[[ Available data open ]]

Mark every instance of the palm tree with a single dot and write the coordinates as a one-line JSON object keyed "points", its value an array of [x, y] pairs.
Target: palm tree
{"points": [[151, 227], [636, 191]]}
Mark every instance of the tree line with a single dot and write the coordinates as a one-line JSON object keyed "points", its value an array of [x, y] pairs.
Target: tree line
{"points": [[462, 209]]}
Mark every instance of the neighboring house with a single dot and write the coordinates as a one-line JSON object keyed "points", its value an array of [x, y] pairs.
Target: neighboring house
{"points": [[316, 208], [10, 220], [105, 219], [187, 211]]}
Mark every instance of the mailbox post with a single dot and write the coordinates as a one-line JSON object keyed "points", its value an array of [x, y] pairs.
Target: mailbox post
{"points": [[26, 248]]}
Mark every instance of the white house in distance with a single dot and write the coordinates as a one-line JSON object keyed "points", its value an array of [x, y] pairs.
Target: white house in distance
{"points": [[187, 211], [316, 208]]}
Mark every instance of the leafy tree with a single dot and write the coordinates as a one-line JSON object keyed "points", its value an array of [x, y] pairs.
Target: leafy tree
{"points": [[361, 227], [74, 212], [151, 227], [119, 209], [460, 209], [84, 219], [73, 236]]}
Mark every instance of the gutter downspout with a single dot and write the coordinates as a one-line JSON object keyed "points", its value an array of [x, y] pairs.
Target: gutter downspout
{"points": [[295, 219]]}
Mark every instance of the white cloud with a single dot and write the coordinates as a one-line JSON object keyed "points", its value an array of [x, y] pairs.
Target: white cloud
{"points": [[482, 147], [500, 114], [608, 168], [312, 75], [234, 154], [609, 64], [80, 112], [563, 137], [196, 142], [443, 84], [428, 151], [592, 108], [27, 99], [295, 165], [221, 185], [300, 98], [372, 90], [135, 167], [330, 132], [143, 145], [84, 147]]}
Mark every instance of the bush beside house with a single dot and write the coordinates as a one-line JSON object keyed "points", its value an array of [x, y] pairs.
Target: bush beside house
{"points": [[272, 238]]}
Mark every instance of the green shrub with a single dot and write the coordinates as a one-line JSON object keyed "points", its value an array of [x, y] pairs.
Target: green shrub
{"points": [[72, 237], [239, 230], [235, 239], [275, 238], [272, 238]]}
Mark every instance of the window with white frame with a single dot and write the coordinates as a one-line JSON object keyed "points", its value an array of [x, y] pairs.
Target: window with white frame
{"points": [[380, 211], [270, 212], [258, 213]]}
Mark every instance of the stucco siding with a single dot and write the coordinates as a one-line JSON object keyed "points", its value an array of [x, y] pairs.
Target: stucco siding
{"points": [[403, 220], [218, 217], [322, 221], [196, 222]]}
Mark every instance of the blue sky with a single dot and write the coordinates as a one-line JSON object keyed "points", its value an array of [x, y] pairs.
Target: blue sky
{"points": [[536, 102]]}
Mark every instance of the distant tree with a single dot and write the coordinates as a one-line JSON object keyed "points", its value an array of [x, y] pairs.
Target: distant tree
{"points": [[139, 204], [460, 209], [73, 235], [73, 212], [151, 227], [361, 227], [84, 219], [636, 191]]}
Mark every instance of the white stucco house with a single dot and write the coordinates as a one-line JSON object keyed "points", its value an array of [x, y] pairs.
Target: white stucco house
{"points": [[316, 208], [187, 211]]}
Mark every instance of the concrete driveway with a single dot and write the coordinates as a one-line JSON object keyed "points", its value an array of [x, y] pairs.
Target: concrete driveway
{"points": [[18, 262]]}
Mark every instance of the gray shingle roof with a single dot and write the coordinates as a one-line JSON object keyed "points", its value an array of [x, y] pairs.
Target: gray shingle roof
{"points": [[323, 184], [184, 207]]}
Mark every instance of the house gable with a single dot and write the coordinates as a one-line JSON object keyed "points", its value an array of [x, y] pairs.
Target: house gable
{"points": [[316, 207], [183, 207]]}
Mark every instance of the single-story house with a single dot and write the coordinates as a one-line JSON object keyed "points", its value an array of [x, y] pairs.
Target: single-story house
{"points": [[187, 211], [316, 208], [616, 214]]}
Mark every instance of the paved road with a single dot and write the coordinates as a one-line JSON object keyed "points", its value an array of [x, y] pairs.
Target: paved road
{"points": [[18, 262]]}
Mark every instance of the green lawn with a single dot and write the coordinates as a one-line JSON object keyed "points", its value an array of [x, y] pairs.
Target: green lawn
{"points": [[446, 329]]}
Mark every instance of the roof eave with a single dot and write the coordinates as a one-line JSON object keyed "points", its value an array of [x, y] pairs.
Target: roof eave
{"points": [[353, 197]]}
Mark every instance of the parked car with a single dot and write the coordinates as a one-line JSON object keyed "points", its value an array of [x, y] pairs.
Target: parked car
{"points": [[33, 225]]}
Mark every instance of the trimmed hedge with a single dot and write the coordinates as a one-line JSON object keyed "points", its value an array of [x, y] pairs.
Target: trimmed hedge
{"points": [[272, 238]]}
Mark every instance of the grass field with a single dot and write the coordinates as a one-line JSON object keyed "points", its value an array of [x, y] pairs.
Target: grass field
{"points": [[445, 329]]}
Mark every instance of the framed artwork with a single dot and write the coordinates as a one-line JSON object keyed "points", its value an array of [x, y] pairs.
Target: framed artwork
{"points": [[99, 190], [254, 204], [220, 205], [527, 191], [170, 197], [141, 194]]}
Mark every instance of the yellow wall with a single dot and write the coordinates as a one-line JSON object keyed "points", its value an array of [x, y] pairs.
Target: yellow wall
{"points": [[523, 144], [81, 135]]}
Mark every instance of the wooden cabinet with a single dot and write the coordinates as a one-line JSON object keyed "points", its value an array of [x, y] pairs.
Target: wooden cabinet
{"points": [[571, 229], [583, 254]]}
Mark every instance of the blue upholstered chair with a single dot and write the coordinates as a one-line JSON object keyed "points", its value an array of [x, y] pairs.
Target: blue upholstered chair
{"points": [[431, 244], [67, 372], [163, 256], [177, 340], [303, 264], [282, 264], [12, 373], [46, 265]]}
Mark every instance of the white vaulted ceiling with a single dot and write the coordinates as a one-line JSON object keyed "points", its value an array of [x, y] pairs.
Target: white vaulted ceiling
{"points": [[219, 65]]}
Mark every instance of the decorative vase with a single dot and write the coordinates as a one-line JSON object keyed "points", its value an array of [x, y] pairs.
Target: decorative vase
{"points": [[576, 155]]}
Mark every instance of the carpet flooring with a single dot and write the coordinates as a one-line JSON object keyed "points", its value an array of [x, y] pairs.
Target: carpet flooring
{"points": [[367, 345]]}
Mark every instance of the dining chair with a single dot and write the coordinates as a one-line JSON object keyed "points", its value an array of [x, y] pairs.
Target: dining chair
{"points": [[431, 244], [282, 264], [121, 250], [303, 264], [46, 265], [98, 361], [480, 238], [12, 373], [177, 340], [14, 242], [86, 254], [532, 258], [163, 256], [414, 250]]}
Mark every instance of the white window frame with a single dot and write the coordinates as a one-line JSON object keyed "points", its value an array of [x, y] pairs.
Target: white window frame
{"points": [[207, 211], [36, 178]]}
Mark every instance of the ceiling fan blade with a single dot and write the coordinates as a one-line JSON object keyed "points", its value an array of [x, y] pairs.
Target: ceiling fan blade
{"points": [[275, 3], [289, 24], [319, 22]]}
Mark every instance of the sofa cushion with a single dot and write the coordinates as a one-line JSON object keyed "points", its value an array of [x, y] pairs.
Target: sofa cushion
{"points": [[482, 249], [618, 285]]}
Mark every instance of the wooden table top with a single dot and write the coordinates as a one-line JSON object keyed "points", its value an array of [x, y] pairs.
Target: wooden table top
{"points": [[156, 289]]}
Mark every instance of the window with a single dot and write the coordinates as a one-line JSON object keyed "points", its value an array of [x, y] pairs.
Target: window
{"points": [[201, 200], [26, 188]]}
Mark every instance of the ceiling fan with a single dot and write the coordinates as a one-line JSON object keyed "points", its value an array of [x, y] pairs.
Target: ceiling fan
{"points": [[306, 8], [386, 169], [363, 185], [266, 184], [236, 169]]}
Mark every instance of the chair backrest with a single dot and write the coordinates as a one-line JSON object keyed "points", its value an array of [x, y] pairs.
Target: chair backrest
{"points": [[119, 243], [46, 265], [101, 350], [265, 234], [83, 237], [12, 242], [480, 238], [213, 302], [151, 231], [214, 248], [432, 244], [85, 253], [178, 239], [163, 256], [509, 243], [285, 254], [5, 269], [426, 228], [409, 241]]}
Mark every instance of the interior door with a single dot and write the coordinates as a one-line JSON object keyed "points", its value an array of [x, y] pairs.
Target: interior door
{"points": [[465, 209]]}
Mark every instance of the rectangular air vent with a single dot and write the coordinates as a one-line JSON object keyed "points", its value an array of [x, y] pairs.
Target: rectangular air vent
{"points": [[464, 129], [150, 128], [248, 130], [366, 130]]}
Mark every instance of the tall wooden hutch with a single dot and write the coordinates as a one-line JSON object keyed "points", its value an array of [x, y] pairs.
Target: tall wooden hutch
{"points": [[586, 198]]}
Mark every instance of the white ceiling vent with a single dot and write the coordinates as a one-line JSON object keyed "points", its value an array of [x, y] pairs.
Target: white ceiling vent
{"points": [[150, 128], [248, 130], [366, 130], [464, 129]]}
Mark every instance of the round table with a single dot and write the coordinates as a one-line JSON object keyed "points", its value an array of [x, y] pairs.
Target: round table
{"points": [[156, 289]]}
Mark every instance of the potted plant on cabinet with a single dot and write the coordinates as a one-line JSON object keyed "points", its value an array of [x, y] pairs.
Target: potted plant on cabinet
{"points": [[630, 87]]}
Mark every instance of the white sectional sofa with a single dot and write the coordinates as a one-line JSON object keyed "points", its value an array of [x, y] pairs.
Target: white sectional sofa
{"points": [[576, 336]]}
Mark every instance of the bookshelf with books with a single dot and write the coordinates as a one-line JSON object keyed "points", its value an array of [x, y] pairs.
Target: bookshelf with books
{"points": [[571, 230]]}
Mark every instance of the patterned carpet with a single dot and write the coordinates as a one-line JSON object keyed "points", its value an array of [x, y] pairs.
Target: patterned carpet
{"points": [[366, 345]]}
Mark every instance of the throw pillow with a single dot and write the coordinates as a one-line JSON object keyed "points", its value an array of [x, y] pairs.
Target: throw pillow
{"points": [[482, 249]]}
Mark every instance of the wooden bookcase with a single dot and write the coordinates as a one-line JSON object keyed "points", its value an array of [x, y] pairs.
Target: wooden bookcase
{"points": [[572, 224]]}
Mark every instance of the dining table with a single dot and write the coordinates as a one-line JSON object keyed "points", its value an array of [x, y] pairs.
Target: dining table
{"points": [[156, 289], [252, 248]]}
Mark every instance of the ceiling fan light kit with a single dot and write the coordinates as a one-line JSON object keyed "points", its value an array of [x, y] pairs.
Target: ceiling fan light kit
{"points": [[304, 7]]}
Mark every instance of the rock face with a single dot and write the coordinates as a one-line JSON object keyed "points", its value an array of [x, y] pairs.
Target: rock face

[[ Available data closed ]]

About this exercise
Return exactly the leading lines of the listing, stopping after the line in which "Mark every instance of the mailbox" occurs.

Solution to this exercise
Mark every instance of the palm tree with a single dot and write the coordinates as a one-line JSON object keyed "points", its value an array of [x, y] pairs.
Target: palm tree
{"points": [[151, 227], [636, 191]]}
Mark every instance of the tree line with a single dot and write the coordinates as a one-line JSON object keyed "points", its value an array of [x, y] pairs.
Target: tree line
{"points": [[462, 209]]}
Mark every instance of the neighboring house with a single dot and write the coordinates as a one-line JSON object keyed "points", its value an array of [x, y] pairs.
Target: neighboring house
{"points": [[316, 208], [10, 220], [105, 219], [187, 211]]}
Mark every instance of the mailbox post with a single dot and write the coordinates as a one-line JSON object keyed "points", its value an array of [x, y] pairs.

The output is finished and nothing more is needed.